# SOURCE EXCERPT:
# python HME web launcher



## moyekj

Attached to this post is a "weblauncher" module for python HME. The intent is to be able to launch web pages on internal TiVo Opera browser from the TiVo itself. i.e. This is an HME wrapper around launching web pages on TiVo internal browser. Obviously the web launching will only work for series 4 or later TiVos (and Minis).
This may become useful at some point if/when 3rd party html/html5 applications are developed for TiVo.

Once unzipped to top python HME folder all you need to do is edit weblauncher/config.ini to supply your 10 digit MAK, and also to enter 1 or more URLs that you want to be able to launch.


----------



## jgametest

Since we all were pushed OperaTVStore on 20.38 navigation our Opera Web Browser broke. We initiated the page with a "web" button found in remote of KMTTG. We briefly could navigate with arrow keys or the TiVo apps for mobile devices. If you were to send a command to bing.com right now it would quickly load allowing text to be typed in search box and move up & down the search query box for a name and once you pushed ENTER that's it. Search results load but have lost the ability to move around.

Sadly in my initial test I was signed into my own plex channel, but TiVo was unable to accept the codecs for playback. This was done by copying the login ip address from my browser. 

=( We were so close.


----------



## moyekj

There's some navigation capability on generic web pages (Q,A to jump between links, W,S to jump between text with Slide remote), but yes the arrow key functionality was taken away. But this is more intended for html applications specifically designed for TiVo in which case input capabilities such as responding to arrow keys would be taken care of by the App.

# DATA SHOWN:
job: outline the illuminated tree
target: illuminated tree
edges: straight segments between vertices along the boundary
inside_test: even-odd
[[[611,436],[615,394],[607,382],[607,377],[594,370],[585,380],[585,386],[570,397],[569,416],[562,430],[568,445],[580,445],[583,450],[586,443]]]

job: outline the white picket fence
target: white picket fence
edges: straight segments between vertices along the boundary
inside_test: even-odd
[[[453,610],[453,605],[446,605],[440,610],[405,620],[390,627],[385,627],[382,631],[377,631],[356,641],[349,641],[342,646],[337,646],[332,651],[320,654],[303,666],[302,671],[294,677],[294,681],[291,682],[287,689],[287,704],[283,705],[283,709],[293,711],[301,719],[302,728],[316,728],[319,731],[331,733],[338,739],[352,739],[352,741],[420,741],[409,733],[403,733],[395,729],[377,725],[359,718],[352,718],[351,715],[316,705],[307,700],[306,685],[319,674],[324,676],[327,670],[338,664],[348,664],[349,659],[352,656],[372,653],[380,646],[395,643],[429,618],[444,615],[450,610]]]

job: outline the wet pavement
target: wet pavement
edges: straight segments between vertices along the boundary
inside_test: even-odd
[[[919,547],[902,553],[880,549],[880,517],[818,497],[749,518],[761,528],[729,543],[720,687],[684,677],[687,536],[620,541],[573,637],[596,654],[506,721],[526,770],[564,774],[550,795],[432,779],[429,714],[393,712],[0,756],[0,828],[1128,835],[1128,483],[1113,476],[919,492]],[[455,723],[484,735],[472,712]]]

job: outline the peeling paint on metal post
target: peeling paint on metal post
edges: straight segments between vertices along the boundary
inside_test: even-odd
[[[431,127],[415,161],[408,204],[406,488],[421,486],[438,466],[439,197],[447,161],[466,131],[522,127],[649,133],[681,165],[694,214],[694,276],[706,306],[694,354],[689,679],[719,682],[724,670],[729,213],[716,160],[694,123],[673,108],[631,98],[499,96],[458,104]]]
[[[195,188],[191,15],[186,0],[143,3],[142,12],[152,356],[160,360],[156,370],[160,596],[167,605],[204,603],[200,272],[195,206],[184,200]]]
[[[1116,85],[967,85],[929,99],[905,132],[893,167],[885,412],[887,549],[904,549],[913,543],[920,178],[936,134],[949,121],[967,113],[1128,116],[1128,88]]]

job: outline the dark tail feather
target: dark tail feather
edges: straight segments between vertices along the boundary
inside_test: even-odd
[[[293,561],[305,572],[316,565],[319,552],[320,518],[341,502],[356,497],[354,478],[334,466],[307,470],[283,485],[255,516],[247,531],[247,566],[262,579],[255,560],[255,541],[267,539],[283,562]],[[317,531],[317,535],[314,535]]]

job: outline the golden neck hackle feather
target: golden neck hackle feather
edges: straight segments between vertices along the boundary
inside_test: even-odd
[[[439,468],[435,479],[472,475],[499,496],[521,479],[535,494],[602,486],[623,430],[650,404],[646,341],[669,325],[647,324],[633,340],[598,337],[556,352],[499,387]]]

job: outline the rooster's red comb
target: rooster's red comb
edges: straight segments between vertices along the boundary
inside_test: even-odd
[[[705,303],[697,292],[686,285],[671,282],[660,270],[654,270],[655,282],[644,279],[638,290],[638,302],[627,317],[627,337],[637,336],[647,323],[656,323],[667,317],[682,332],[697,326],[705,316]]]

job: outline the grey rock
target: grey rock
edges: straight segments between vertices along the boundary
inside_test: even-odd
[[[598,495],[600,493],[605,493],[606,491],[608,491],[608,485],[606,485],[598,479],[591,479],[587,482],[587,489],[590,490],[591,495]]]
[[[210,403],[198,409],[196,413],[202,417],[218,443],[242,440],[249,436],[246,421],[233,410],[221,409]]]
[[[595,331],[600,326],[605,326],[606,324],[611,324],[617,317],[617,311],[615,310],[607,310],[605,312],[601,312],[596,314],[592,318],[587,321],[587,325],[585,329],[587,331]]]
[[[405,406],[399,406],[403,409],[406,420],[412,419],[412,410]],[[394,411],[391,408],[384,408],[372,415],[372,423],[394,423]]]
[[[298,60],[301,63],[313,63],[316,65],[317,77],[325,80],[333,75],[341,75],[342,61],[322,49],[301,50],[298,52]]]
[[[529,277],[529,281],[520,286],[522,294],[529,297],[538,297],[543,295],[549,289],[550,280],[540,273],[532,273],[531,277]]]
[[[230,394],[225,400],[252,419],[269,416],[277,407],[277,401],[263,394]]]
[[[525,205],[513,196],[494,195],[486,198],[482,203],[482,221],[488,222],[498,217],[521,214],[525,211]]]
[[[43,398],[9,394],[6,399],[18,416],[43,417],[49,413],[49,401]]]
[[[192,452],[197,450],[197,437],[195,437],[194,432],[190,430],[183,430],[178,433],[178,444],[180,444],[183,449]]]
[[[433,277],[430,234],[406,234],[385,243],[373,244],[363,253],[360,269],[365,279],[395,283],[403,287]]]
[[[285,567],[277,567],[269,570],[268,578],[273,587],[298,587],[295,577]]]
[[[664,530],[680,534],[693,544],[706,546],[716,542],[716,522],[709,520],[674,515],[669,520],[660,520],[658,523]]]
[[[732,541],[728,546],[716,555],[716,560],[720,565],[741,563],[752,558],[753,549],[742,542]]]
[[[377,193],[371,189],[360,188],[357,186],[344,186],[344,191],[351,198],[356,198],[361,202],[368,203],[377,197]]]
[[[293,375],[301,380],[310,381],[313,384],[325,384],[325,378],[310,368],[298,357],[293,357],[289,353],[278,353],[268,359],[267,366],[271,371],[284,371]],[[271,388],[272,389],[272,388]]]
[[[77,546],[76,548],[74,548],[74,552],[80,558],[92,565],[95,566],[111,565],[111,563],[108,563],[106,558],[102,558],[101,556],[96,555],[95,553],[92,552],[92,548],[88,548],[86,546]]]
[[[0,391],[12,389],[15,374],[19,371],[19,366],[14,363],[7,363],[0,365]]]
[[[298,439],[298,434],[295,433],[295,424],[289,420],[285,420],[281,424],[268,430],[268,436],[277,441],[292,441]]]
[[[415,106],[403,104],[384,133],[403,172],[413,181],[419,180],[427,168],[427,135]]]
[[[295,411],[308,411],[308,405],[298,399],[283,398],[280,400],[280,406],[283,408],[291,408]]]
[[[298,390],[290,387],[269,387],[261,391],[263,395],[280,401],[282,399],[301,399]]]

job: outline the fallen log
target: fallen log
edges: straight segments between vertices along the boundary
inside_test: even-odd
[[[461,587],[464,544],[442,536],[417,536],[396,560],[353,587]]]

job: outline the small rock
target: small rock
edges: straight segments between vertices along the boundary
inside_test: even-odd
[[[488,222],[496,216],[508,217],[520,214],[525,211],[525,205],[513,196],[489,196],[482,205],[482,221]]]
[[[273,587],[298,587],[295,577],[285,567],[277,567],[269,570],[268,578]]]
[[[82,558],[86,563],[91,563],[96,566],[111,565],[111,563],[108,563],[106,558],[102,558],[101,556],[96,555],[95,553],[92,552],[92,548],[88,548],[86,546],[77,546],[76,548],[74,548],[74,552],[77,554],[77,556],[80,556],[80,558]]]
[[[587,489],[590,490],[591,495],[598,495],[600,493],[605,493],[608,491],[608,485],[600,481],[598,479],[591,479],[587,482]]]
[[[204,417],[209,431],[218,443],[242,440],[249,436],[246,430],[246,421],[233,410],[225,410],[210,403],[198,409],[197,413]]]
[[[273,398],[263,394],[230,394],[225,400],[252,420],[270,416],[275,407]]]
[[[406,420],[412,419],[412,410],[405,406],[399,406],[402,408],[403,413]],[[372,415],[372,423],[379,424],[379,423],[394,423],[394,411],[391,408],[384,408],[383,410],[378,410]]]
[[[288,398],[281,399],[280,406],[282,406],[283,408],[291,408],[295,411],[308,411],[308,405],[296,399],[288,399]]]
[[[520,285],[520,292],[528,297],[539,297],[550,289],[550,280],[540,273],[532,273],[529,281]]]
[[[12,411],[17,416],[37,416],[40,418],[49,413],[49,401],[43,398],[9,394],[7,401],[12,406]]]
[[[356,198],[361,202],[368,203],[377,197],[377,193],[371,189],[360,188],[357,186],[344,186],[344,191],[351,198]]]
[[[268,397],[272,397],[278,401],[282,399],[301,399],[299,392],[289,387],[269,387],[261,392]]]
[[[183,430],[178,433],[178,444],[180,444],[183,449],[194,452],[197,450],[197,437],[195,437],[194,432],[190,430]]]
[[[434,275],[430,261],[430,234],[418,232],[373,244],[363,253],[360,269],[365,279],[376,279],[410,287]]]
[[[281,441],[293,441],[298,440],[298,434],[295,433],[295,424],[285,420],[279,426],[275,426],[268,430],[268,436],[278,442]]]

# WHAT YOU ARE ASKED TO DO:
Rewrite the python HME web launcher thread, starting with "# python HME" and going on through "able to launch.", with "web pages" changed to "websites".

# PROBLEM SOLUTION:
# python HME web launcher



## moyekj

Attached to this post is a "weblauncher" module for python HME. The intent is to be able to launch websites on internal TiVo Opera browser from the TiVo itself. i.e. This is an HME wrapper around launching websites on TiVo internal browser. Obviously the web launching will only work for series 4 or later TiVos (and Minis).
This may become useful at some point if/when 3rd party html/html5 applications are developed for TiVo.

Once unzipped to top python HME folder all you need to do is edit weblauncher/config.ini to supply your 10 digit MAK, and also to enter 1 or more URLs that you want to be able to launch.